*Work instruction A*: From the vectorized-increments page, copy the text starting with "# Accumulate arr" and going on through "In [48]: accumulate_arr(x,y,z,a)".
*Work instruction B*: Condense the paragraph in the vectorized-increments page that begins "I have a 2d array" into a short bulleted list that keeps its main facts.

*Passage shown*:

Antoine Belgodere
Antoine Belgodere

Reputation: 53

How to vectorize increments in Python

I have a 2d array, and I have some numbers to add to some cells. I want to vectorize the operation in order to save time. The problem is when I need to add several numbers to the same cell. In this case, the vectorized code only adds the last. 'a' is my array, 'x' and 'y' are the coordinates of the cells I want to increment, and 'z' contains the numbers I want to add.

import numpy as np

a=np.zeros((4,4))
x=[1,2,1]
y=[0,1,0]
z=[2,3,1]
a[x,y]+=z
print(a)

As you see, a[1,0] should be incremented twice: one by 2, one by 1. So the expected array should be:

[[0. 0. 0. 0.]
 [3. 0. 0. 0.]
 [0. 3. 0. 0.]
 [0. 0. 0. 0.]]

but instead I get:

[[0. 0. 0. 0.]
 [1. 0. 0. 0.]
 [0. 3. 0. 0.]
 [0. 0. 0. 0.]]

The problem would be easy to solve with a for loop, but I wonder if I can correctly vectorize this operation.

Upvotes: 5

Views: 481

Answers (4)

Divakar
Divakar

Reputation: 221584

Approach #1: Bincount-based method for performance

We can use np.bincount for efficient bin-based summation and basically inspired by this post -

def accumulate_arr(x, y, z, out):
    # Get output array shape
    shp = out.shape

    # Get linear indices to be used as IDs with bincount
    lidx = np.ravel_multi_index((x,y),shp)
    # Or lidx = coords[0]*(coords[1].max()+1) + coords[1]

    # Accumulate arr with IDs from lidx
    out += np.bincount(lidx,z,minlength=out.size).reshape(out.shape)
    return out

If you are working with a zeros-initialized output array, feed in the output shape directly into the function and get the bincount output as the final one.

Output on given sample -

In [48]: accumulate_arr(x,y,z,a)
Out[48]: 
array([[0., 0., 0., 0.],
       [3., 0., 0., 0.],
       [0., 3., 0., 0.],
       [0., 0., 0., 0.]])

*Data provided*:
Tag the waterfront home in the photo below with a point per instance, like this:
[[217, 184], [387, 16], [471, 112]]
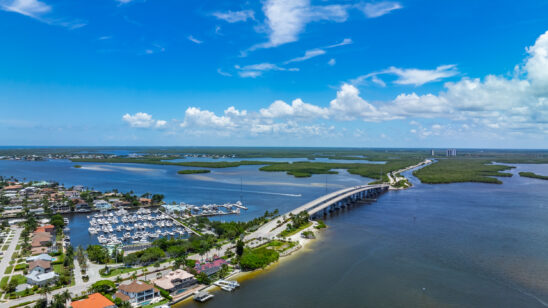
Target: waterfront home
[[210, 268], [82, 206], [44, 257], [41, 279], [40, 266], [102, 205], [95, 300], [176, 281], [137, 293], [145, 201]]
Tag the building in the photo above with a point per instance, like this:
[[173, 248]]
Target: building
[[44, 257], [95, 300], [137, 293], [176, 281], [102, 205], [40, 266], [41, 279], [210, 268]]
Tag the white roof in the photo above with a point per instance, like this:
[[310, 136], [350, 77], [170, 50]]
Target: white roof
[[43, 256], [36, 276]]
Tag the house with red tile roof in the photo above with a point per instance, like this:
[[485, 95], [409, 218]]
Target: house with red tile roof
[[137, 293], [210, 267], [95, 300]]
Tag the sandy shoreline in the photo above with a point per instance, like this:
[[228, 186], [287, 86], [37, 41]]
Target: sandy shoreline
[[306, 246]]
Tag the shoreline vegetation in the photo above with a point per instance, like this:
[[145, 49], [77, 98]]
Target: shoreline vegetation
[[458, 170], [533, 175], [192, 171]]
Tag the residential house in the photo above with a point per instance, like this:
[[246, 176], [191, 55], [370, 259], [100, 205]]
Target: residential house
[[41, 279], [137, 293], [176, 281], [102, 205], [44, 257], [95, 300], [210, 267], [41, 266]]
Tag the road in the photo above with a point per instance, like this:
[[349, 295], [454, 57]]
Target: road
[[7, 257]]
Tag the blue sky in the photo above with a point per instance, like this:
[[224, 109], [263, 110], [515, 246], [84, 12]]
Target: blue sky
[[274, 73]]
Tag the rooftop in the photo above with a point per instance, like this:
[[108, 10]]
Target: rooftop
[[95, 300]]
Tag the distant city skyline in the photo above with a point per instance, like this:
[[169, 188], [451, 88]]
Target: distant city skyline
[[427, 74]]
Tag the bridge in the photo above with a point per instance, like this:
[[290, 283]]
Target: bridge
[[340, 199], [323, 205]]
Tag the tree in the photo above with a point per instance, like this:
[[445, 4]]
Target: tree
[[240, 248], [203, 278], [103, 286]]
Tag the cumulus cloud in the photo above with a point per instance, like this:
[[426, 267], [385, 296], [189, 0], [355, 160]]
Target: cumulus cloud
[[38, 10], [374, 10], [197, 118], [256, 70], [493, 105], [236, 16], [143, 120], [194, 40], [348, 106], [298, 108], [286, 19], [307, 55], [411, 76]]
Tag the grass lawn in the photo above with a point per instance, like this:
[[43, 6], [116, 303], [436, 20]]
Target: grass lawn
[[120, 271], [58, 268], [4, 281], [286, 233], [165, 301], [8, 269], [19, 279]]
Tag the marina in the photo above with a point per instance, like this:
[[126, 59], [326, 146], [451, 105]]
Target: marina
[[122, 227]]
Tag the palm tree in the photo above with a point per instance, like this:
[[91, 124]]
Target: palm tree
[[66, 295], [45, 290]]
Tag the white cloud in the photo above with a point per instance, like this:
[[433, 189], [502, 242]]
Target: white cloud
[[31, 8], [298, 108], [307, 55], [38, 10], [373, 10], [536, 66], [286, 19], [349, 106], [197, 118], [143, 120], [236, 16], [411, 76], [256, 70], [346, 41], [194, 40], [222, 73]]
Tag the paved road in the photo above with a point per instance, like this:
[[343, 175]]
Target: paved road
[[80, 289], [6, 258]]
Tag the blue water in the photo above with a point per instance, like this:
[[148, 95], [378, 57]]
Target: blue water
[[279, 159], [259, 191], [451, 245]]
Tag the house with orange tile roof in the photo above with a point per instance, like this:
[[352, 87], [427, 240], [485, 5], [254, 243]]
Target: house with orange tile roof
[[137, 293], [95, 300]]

* * *

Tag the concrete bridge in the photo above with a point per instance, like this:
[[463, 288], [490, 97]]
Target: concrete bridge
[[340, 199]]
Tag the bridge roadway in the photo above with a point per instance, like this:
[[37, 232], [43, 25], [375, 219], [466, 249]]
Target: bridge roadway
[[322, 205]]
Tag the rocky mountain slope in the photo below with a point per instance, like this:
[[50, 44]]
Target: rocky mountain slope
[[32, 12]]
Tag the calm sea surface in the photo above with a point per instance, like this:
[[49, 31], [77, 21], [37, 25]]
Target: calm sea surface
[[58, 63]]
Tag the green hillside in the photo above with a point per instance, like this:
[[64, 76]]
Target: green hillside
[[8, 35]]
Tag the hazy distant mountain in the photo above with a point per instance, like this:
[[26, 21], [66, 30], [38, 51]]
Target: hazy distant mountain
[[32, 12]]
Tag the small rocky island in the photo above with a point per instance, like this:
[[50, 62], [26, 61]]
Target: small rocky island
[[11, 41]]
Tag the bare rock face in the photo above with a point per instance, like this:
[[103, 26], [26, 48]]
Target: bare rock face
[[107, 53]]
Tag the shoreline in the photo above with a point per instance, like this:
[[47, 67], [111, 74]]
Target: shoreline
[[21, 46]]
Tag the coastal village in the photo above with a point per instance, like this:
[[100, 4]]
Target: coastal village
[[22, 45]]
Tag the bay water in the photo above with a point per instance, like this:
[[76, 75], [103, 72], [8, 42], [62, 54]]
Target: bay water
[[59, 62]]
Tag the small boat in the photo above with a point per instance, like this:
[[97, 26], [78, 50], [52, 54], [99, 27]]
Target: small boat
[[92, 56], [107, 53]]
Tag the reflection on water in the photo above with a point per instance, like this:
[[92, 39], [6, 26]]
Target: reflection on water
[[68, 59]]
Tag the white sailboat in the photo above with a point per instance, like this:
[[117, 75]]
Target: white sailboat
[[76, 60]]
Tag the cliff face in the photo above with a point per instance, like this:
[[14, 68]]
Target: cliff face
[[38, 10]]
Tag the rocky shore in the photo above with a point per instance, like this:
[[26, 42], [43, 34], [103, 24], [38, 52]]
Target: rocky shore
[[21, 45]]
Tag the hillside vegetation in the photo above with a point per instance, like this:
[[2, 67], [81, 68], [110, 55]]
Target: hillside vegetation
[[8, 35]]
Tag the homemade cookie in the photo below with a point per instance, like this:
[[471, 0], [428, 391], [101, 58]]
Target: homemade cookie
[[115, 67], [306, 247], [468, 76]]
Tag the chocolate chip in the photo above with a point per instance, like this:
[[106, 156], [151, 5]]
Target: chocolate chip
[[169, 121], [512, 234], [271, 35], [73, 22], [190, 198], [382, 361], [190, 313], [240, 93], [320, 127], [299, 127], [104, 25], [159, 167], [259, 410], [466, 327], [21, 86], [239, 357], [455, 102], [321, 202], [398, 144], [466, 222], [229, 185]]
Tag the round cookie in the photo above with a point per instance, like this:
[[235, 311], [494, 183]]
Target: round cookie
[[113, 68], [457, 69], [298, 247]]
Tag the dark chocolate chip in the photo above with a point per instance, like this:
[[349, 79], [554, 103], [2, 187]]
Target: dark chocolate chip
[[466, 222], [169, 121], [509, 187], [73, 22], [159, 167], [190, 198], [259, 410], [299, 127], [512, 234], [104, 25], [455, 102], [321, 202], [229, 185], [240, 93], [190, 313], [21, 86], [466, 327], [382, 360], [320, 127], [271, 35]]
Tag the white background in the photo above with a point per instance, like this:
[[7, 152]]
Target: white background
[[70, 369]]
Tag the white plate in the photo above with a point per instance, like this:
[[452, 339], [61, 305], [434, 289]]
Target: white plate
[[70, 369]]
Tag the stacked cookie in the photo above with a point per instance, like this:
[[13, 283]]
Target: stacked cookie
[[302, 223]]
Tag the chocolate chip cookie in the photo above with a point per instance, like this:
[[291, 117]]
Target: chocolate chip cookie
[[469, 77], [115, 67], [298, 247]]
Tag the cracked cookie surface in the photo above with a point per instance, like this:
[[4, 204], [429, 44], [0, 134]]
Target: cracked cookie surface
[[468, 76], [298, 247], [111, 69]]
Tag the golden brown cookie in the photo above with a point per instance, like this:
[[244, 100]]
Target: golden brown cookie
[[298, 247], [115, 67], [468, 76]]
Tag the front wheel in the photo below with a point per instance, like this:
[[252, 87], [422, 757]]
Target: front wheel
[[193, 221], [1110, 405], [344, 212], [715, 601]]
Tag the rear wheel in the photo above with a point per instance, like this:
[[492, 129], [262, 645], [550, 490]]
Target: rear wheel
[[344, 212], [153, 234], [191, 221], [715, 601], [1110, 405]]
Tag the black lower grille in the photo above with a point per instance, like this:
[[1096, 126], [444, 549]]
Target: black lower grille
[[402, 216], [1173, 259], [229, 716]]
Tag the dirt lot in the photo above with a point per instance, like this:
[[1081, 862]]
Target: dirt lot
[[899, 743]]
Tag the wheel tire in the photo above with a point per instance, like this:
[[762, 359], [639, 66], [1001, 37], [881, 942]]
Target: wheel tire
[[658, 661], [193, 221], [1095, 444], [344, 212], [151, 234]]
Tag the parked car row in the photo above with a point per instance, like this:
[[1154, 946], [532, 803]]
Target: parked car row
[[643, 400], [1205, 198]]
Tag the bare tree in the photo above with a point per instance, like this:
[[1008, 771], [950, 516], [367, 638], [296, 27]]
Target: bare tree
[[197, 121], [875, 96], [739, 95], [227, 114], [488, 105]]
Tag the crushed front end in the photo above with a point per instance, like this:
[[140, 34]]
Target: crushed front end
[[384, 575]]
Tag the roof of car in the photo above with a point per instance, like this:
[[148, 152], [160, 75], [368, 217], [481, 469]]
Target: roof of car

*Expected answer A*:
# Accumulate arr with IDs from lidx
    out += np.bincount(lidx,z,minlength=out.size).reshape(out.shape)
    return out

If you are working with a zeros-initialized output array, feed in the output shape directly into the function and get the bincount output as the final one.

Output on given sample -

In [48]: accumulate_arr(x,y,z,a)

*Expected answer B*:
- There is a 2D array, and some numbers need to be added to some of its cells.
- The goal is to vectorize the operation to save time.
- When several numbers must be added to the same cell, the vectorized code adds only the last one.
- 'a' is the array, 'x' and 'y' are the coordinates of the cells to increment, and 'z' holds the numbers to add.